Overview
Rendering convincing planetary rings is an important part of our wonder pillar. A ring system may look like a simple flat disc at a glance, but capturing how light filters through layers of dust, and how particles drift past each other at different orbital speeds requires solving some interesting problems.
This post explains how ring rendering is implemented in Kitten Space Agency: a hybrid volumetric system for the ring itself, a GPU-driven pipeline that places and animates hundreds of thousands of objects, and a floating point precision trick for keeping animations stable over very long timescales without resorting to GPU double precision.
Volumetric rendering
The ring is treated as a volumetric medium. At short distances, raymarching is used to render a fully volumetric effect with local variations, and at long distances, a simplified analytic solution assuming constant density and color along the view ray is used to render the ring at a very low cost. This assumption holds well enough at long distances that it perfectly matches the volumetric rendering, allowing for an invisible transition between the more expensive volumetric effect and the cheaper long-distance effect.
Because of the volumetric rendering, several interesting effects emerge naturally, one of these is that the thicker sections of the ring naturally appear darker when observed from the darker side, as less light filters through them. Other games and programs typically use two different artist-authored textures on different faces to achieve this effect.
Left: Lit side, Right: Dark side
The lighting itself and the appearance of the rings will also vary a lot depending on the light angle, and the opacity of the ring will appear to increase with more grazing view angles, as the view ray traverses a longer distance inside the volume.
The thickness of the volumetric effect is varied locally using a control texture and some parameters. This is used to render the E and G rings of Saturn, which are larger in size but thinner in density. These can only be seen at certain phase angles through strong forward scattering. This effect is reproduced here.
A simple radial texture is used for the ring's colors and transparency, with procedural subrings used to add detail, the added detail averages out to the input texture from a distance so the texture's look is preserved. The density of the volumetric medium is derived so that its transmittance matches the alpha channel of the input texture, allowing for an easy setup.
Left: input texture alone, Right: with procedural detail added
Mesh rendering
A GPU-driven system is used to place, cull and render meshes inside the ring. This system is similar to the ground clutter system and reuses some of the functions and rendering methods. You can read Casper's post on the ground clutter system here.
Chunks are used to inexpensively cull large groups of meshes before evaluating individual objects.

**DATA SECTION**
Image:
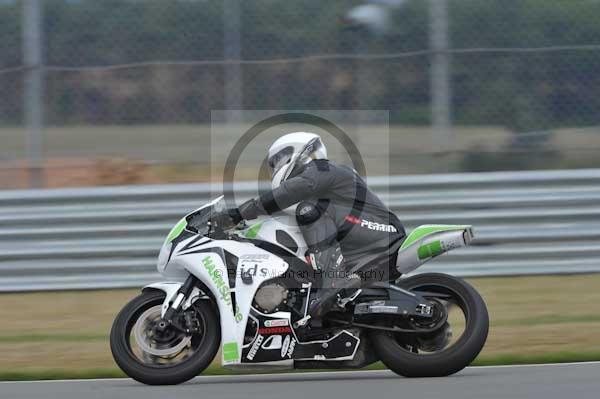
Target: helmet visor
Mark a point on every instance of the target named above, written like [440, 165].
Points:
[280, 158]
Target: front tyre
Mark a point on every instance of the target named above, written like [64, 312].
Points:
[411, 355]
[166, 356]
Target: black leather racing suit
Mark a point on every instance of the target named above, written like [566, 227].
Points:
[336, 206]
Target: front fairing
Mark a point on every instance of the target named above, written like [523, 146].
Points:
[181, 227]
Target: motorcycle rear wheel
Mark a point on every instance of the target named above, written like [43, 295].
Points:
[407, 361]
[163, 362]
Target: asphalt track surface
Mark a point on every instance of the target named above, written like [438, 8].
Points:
[559, 381]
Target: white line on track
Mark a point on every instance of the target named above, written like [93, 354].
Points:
[217, 378]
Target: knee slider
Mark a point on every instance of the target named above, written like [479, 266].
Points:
[307, 213]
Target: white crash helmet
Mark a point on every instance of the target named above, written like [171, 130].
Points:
[292, 150]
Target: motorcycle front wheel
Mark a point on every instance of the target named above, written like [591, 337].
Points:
[163, 356]
[437, 354]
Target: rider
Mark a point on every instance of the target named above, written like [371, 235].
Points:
[345, 225]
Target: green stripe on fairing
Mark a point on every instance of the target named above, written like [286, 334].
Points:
[429, 250]
[424, 231]
[230, 351]
[175, 231]
[253, 230]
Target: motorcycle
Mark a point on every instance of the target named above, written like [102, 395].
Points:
[245, 291]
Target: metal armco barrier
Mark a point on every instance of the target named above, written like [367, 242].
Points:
[525, 223]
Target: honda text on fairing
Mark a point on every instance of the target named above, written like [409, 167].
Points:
[246, 292]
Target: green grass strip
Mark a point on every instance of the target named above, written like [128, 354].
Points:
[549, 319]
[24, 338]
[493, 360]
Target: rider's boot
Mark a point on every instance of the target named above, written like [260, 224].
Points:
[330, 262]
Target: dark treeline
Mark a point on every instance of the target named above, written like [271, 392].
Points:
[523, 91]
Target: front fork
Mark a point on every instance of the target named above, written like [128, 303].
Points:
[184, 291]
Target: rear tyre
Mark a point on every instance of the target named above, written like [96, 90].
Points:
[407, 361]
[170, 359]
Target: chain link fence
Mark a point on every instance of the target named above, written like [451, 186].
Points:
[126, 87]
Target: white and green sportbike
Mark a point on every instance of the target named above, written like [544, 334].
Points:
[244, 293]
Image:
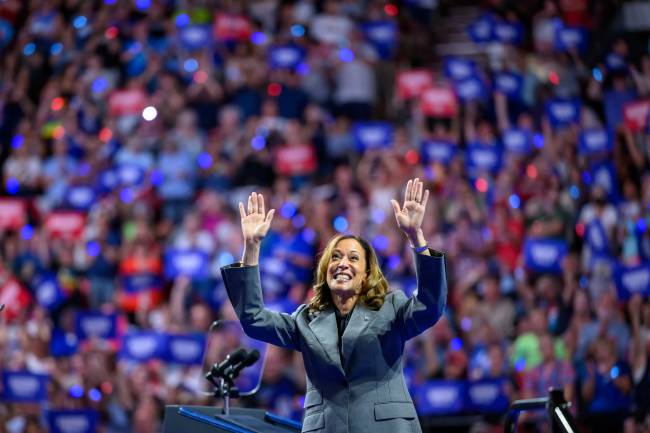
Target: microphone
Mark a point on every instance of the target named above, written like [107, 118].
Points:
[233, 358]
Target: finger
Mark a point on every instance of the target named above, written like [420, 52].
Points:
[260, 203]
[395, 206]
[407, 194]
[425, 198]
[254, 195]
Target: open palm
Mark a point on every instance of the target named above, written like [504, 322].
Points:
[410, 215]
[255, 222]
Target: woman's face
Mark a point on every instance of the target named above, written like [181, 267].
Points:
[347, 266]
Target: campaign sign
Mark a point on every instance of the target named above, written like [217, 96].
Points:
[509, 83]
[72, 421]
[285, 56]
[508, 32]
[481, 30]
[185, 349]
[440, 397]
[195, 37]
[570, 38]
[231, 27]
[191, 263]
[127, 102]
[412, 83]
[382, 35]
[142, 346]
[487, 396]
[65, 224]
[470, 89]
[459, 68]
[48, 292]
[372, 135]
[631, 280]
[483, 158]
[517, 141]
[563, 112]
[594, 141]
[24, 387]
[439, 102]
[13, 213]
[438, 151]
[636, 115]
[544, 255]
[80, 197]
[94, 324]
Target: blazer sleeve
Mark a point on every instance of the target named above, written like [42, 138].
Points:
[245, 293]
[423, 309]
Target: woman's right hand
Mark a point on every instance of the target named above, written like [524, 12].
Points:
[255, 223]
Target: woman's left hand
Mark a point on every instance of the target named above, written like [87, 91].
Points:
[409, 217]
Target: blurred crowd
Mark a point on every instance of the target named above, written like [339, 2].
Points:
[130, 130]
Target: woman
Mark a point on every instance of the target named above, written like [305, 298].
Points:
[352, 333]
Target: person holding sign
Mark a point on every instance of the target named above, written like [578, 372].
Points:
[352, 333]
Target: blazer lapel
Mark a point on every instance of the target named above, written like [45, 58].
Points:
[325, 332]
[361, 317]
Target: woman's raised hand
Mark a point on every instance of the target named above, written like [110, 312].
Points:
[409, 217]
[255, 223]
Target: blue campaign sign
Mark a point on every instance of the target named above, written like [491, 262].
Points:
[24, 387]
[192, 263]
[508, 32]
[94, 324]
[544, 255]
[487, 396]
[440, 397]
[570, 38]
[48, 291]
[509, 83]
[470, 89]
[438, 151]
[481, 30]
[72, 421]
[185, 349]
[80, 197]
[563, 112]
[195, 37]
[459, 68]
[373, 135]
[382, 35]
[483, 158]
[285, 56]
[631, 280]
[595, 141]
[517, 141]
[142, 346]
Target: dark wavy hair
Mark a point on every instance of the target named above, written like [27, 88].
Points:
[373, 289]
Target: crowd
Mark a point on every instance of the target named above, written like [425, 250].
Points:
[130, 130]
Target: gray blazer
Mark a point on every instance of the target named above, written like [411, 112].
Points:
[368, 393]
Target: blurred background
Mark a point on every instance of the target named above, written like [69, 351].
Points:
[130, 129]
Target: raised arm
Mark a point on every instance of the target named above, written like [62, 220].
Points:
[242, 281]
[425, 307]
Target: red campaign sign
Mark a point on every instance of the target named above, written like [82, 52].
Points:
[228, 27]
[127, 102]
[636, 115]
[65, 224]
[439, 102]
[13, 213]
[295, 160]
[412, 83]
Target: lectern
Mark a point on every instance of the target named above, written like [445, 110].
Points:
[207, 419]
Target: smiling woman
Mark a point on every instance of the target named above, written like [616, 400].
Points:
[352, 333]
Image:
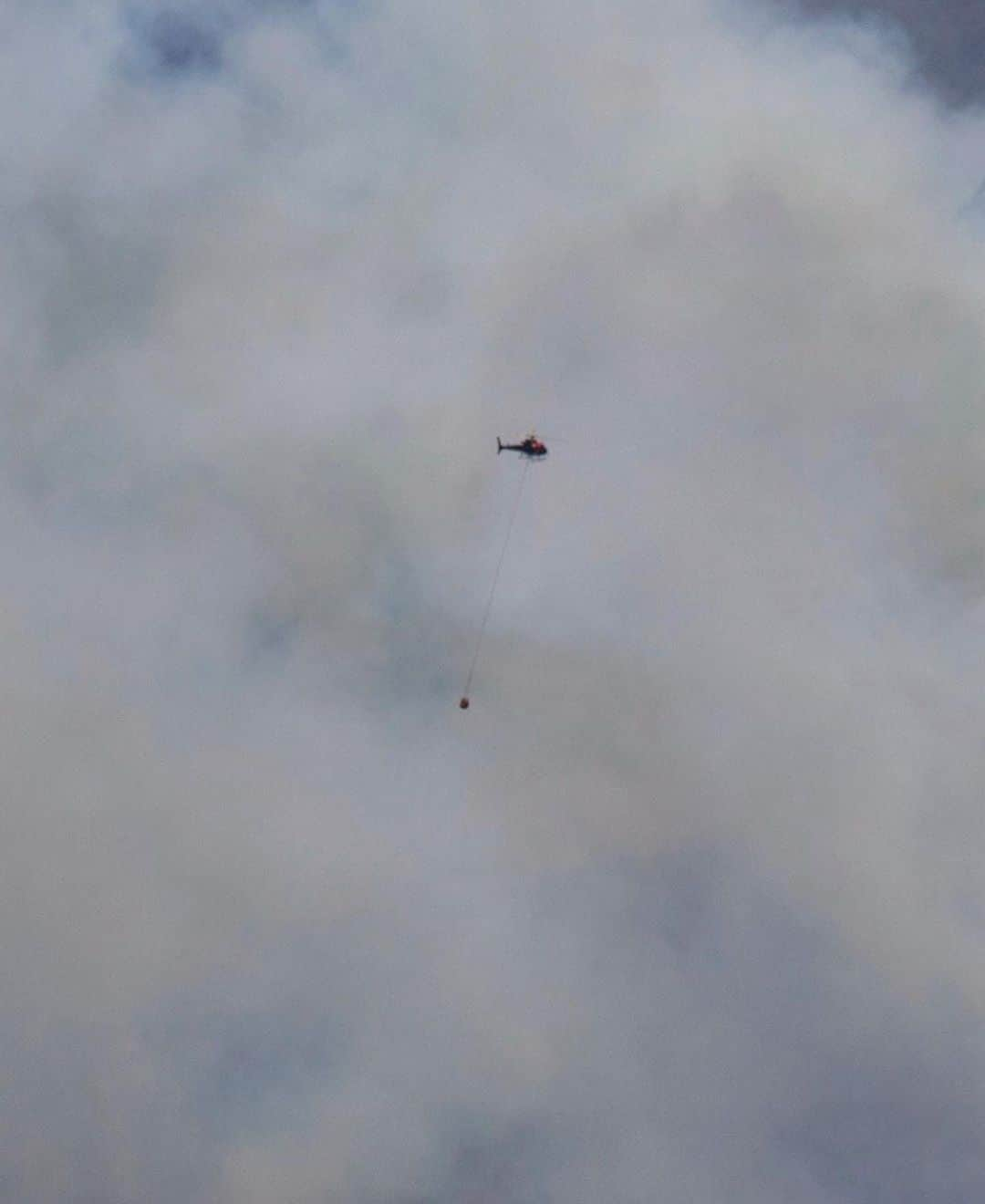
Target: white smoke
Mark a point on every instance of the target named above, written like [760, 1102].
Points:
[689, 903]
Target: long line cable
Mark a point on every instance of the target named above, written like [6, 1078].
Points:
[463, 702]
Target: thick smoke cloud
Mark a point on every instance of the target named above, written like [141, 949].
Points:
[946, 40]
[689, 904]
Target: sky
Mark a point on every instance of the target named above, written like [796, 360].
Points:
[689, 904]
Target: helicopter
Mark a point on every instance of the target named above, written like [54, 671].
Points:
[531, 447]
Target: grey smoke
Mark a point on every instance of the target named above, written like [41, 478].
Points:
[689, 904]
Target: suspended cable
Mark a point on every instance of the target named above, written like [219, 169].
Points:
[463, 702]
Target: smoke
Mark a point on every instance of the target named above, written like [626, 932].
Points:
[689, 903]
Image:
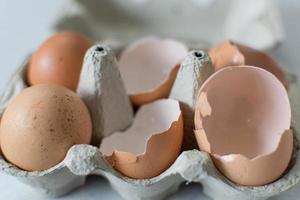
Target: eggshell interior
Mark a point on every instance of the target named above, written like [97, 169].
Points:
[149, 67]
[243, 110]
[151, 144]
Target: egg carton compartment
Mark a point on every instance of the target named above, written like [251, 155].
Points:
[102, 90]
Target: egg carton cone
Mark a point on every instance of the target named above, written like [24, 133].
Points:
[102, 89]
[255, 23]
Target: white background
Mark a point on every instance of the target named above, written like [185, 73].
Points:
[25, 24]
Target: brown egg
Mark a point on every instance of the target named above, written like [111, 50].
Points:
[150, 145]
[59, 60]
[40, 125]
[243, 119]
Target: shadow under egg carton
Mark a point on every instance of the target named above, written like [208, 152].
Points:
[102, 90]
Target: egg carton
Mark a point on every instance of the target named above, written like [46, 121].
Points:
[102, 89]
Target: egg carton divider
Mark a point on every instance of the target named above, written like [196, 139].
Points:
[102, 89]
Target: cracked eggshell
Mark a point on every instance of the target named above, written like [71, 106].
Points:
[229, 53]
[226, 54]
[59, 60]
[149, 67]
[150, 145]
[263, 60]
[41, 124]
[243, 119]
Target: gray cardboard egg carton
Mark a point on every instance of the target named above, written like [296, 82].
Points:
[103, 91]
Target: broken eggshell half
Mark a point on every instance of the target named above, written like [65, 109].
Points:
[229, 53]
[243, 119]
[150, 145]
[149, 67]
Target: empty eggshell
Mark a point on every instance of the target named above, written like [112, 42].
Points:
[263, 60]
[40, 125]
[59, 60]
[149, 68]
[150, 145]
[226, 54]
[243, 119]
[229, 53]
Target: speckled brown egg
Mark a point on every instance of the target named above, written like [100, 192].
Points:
[40, 125]
[59, 60]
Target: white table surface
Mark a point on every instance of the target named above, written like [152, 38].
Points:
[25, 24]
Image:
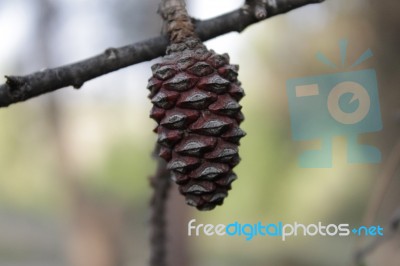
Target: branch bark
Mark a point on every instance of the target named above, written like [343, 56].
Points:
[20, 88]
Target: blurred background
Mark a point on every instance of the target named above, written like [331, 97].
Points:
[74, 164]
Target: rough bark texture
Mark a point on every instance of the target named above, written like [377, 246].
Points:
[21, 88]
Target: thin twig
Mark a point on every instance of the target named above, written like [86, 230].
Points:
[161, 184]
[21, 88]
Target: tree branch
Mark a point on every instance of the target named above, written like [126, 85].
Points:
[161, 184]
[21, 88]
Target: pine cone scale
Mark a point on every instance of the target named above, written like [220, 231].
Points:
[195, 93]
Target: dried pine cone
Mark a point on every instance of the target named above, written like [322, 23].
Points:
[195, 93]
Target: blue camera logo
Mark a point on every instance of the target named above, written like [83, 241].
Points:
[322, 107]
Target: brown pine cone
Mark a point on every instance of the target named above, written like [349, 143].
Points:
[195, 93]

**SET OF TASKS**
A. What is the Spanish translation of this sentence from the ring rendering post: "Chunks are used to inexpensively cull large groups of meshes before evaluating individual objects."?
B. Can you reproduce, word for word, the part of the ring rendering post that opens with the words containing "Left: input texture" and closes with "clutter system here."?

**WRITTEN ANSWERS**
A. Se utilizan bloques para descartar de forma económica grandes grupos de mallas antes de evaluar los objetos individuales.

B.
Left: input texture alone, Right: with procedural detail added
Mesh rendering
A GPU-driven system is used to place, cull and render meshes inside the ring. This system is similar to the ground clutter system and reuses some of the functions and rendering methods. You can read Casper's post on the ground clutter system here.